(Excerpts from a location annotation dataset)
◇ ◇ ◇ ◇

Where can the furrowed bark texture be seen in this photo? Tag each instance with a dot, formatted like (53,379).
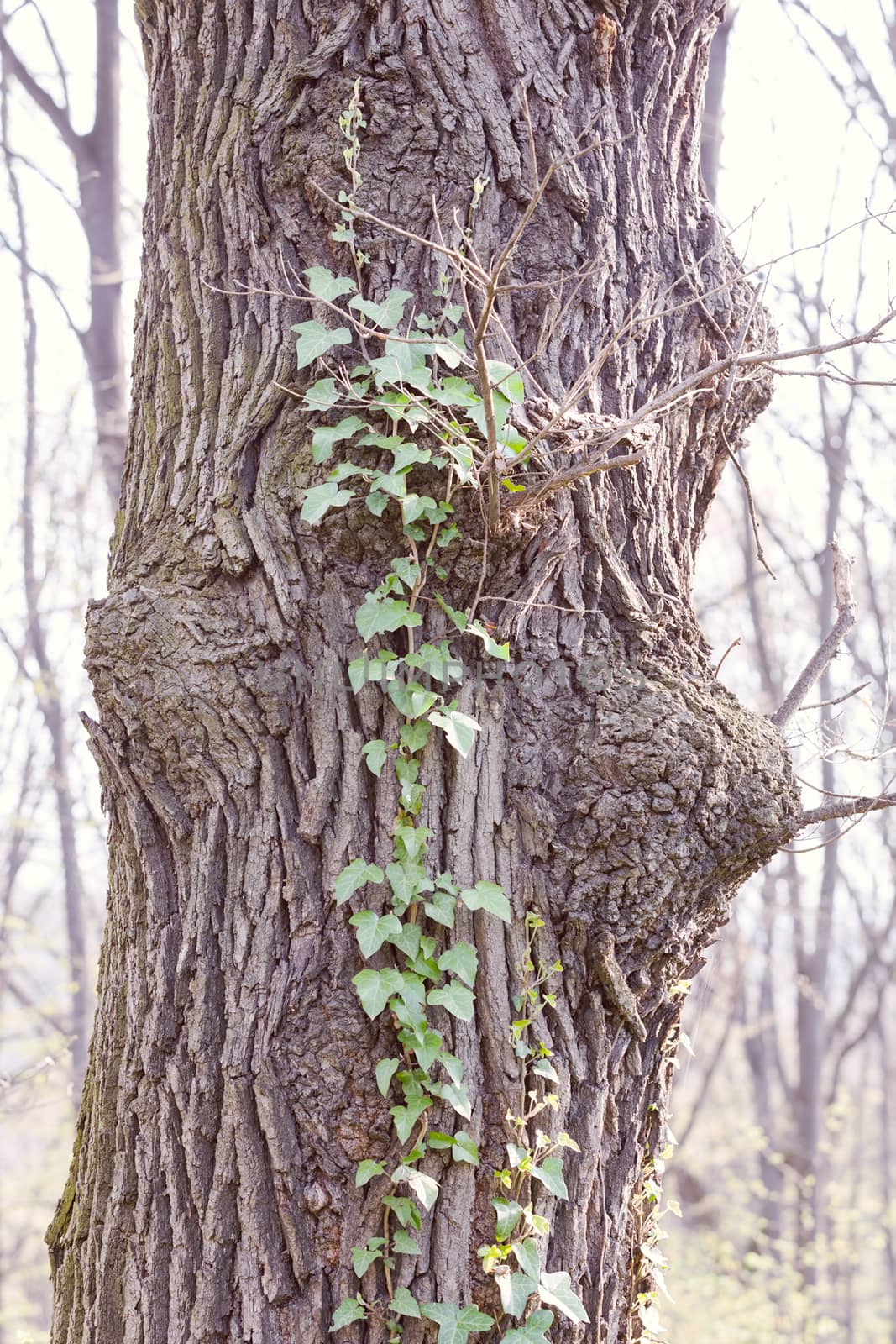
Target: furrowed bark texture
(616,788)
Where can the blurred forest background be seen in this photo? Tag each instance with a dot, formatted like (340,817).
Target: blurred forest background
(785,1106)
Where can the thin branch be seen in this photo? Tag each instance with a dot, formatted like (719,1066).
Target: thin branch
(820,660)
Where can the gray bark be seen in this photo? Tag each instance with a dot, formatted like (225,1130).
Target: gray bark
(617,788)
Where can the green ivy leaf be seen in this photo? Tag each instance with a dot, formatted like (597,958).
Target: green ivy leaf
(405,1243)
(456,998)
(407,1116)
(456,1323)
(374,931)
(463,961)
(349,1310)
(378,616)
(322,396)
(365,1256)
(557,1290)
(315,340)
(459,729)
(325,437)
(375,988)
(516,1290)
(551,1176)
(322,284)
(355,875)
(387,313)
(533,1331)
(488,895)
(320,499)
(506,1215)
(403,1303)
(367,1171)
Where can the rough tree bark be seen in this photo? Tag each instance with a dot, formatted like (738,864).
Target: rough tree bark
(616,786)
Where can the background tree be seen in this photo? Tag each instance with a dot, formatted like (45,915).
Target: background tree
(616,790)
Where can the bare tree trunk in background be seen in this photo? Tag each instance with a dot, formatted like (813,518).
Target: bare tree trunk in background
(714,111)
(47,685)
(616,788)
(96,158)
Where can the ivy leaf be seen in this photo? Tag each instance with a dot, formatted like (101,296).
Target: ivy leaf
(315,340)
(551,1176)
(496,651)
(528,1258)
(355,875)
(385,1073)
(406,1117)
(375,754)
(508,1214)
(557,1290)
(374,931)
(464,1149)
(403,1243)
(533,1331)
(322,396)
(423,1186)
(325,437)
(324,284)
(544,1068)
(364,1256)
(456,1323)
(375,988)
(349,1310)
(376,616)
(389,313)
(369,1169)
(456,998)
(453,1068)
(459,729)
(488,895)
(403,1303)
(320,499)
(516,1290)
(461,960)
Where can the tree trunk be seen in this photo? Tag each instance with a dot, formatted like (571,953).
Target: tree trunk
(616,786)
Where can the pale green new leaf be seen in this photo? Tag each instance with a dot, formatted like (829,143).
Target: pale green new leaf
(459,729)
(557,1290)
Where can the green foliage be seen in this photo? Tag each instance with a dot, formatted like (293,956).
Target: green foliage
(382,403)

◇ ◇ ◇ ◇

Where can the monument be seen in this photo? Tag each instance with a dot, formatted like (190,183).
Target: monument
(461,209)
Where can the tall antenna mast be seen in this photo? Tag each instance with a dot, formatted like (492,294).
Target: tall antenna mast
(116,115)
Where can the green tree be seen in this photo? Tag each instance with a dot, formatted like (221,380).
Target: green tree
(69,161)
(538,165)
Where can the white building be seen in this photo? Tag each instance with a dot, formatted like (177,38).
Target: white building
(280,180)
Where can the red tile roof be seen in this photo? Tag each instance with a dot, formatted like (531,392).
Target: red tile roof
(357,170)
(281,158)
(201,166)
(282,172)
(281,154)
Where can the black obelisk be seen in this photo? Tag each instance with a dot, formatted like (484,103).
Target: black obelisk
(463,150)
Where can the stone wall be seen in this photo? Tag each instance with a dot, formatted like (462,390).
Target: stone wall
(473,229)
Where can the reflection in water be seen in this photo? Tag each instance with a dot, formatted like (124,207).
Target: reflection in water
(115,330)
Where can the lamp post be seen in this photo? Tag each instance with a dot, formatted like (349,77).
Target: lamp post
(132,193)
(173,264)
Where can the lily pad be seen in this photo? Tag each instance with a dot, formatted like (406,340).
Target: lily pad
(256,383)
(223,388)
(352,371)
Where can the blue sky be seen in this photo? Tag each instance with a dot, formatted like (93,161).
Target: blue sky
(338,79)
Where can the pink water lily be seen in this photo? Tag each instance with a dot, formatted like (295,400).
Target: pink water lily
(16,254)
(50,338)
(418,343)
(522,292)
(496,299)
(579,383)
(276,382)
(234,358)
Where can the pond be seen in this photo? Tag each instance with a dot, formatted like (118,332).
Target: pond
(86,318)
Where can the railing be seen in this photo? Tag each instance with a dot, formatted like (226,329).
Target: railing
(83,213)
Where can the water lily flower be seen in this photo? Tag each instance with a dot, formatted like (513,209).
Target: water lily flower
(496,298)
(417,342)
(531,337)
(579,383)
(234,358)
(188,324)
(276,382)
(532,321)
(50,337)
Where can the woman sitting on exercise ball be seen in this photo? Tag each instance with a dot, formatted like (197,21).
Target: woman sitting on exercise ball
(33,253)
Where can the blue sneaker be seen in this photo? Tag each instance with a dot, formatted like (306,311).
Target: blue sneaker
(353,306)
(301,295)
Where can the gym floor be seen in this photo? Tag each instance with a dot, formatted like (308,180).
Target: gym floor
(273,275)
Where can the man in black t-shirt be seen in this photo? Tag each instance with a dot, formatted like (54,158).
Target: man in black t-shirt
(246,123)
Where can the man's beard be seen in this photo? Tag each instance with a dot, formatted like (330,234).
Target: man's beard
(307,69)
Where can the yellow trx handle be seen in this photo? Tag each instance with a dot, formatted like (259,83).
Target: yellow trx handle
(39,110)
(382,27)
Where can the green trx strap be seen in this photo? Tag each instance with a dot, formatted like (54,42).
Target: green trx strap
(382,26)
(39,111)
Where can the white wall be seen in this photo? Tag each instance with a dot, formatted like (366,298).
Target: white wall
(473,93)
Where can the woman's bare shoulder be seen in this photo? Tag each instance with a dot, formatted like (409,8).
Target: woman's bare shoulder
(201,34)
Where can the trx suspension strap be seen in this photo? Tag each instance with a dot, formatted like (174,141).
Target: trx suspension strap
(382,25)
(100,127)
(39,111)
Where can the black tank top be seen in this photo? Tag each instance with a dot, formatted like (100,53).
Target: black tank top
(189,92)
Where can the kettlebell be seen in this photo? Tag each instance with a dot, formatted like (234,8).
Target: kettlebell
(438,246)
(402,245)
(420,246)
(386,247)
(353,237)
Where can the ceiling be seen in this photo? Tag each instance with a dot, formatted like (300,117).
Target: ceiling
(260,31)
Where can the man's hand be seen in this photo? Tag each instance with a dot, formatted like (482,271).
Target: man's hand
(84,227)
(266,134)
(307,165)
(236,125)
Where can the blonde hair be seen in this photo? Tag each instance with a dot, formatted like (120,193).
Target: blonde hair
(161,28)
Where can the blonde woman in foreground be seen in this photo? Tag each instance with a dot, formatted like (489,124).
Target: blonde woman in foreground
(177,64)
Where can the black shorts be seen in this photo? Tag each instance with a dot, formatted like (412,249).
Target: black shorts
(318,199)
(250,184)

◇ ◇ ◇ ◇

**Short problem**
List each line of the data above that contains the word "exercise", copying every such line in full.

**Worked solution**
Where can the woman sitting on exercise ball be seen in this photo? Tag each instance with a dot, formatted like (197,21).
Target: woman sitting on exercise ball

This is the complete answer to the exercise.